- EXERCISE DETAILS: For every line in the records below that holds "fields", make a copy.
-- INFORMATION GIVEN follows --
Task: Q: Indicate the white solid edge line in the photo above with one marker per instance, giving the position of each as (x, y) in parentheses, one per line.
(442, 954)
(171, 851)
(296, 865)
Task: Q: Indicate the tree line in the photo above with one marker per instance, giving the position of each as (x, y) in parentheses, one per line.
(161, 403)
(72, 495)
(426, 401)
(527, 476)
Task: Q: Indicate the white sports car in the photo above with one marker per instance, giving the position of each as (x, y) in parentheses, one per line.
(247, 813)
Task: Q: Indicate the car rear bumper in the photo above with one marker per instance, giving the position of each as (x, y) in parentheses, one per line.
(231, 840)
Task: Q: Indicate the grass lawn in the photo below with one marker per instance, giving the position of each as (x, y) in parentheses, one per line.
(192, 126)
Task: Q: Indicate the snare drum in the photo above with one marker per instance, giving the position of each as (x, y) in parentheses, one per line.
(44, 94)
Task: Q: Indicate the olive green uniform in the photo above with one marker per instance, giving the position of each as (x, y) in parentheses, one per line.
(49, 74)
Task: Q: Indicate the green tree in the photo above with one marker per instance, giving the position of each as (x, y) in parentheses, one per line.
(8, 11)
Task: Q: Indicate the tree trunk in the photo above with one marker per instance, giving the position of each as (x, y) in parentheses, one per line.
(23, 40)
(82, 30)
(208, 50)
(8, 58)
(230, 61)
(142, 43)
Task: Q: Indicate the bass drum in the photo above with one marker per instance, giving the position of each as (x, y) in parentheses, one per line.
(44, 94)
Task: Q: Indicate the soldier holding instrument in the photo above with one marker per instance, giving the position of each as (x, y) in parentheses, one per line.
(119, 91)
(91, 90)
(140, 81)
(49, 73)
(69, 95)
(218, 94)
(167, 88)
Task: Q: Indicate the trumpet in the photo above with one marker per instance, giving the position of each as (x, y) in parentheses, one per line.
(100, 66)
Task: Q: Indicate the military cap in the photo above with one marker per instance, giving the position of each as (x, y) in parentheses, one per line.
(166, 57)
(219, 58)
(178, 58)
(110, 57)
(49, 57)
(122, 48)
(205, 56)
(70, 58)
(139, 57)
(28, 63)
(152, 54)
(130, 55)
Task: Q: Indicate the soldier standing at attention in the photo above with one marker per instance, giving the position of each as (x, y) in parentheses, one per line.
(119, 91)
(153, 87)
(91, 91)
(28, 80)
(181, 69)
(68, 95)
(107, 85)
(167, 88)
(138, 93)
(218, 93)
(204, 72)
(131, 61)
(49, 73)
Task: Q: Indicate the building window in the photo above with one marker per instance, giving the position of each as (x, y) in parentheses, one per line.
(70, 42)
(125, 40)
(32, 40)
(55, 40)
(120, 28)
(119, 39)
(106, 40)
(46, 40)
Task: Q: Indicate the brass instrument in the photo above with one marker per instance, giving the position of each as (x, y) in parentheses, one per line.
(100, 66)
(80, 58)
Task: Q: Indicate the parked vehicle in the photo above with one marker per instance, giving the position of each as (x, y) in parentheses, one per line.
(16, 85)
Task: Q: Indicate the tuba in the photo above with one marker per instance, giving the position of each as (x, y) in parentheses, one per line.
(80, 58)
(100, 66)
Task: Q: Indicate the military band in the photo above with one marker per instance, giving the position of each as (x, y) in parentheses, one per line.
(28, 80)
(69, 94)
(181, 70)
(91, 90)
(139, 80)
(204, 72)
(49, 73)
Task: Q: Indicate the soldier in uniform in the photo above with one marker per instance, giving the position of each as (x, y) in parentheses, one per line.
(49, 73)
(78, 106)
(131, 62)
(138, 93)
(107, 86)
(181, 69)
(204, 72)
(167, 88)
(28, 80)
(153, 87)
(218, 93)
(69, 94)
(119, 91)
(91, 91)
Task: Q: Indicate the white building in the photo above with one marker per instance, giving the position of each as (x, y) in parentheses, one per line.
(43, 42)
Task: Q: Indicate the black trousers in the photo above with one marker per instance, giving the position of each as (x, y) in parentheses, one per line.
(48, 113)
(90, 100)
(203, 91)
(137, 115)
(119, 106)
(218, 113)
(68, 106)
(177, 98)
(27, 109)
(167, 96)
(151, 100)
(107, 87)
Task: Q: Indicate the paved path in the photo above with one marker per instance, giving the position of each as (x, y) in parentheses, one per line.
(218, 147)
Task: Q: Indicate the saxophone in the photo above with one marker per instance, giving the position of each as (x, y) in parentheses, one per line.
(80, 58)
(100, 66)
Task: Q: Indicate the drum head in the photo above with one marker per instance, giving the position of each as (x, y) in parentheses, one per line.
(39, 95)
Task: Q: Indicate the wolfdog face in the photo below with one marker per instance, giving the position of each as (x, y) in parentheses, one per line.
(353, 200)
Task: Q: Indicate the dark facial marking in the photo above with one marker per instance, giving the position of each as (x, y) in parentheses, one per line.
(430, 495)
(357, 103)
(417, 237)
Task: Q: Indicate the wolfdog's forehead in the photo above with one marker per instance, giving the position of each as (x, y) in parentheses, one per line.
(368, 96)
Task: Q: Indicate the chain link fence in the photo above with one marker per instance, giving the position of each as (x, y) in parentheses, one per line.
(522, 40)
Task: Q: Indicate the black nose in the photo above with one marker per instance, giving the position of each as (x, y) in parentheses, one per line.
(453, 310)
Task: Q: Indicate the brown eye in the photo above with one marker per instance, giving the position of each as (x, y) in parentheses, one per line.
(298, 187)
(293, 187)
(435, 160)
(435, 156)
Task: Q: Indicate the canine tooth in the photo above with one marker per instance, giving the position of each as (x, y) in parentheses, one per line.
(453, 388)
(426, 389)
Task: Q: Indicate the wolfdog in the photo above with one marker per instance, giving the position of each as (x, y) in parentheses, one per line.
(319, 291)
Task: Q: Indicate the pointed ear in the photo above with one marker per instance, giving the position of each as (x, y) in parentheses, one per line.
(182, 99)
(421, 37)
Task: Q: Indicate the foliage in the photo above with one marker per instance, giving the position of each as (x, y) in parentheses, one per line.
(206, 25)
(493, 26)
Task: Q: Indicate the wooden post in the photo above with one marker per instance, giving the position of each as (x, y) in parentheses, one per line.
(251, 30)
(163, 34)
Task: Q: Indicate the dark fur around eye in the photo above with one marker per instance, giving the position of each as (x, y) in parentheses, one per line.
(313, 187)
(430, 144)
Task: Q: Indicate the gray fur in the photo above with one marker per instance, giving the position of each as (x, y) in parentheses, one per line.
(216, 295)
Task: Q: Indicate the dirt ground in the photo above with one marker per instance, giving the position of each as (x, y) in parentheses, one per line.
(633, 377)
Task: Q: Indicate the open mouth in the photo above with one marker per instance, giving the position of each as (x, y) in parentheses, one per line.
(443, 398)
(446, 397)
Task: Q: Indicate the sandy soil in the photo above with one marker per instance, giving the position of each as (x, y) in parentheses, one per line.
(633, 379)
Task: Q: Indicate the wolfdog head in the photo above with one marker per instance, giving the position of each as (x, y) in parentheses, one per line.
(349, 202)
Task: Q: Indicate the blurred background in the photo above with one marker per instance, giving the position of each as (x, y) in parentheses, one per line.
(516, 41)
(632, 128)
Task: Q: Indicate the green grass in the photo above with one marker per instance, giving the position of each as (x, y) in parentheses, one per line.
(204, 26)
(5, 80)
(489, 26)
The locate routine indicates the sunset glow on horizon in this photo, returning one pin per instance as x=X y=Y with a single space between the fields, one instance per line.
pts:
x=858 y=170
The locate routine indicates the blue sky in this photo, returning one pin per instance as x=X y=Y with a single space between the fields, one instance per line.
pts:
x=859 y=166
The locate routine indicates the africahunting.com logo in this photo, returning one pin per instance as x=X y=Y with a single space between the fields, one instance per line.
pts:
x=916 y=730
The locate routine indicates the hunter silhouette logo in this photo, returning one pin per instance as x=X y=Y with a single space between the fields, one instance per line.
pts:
-- INFORMATION GIVEN concluded --
- OUTPUT FOR THIS TASK:
The locate routine indicates the sunset glow on horizon in this photo, returning one pin per instance as x=X y=Y with a single space between the fields, one instance per line.
The locate routine indicates the blue sky in this photo, returning one pin per instance as x=X y=Y with a single space between the fields, one instance per line.
The locate routine indicates the africahunting.com logo in this photo, returning one pin per instance as x=X y=Y with a single space between the fields, one instance per line.
The locate routine indicates the hunter silhouette logo in this photo, returning one pin per instance as x=X y=Y with a single space between the fields, one instance per line.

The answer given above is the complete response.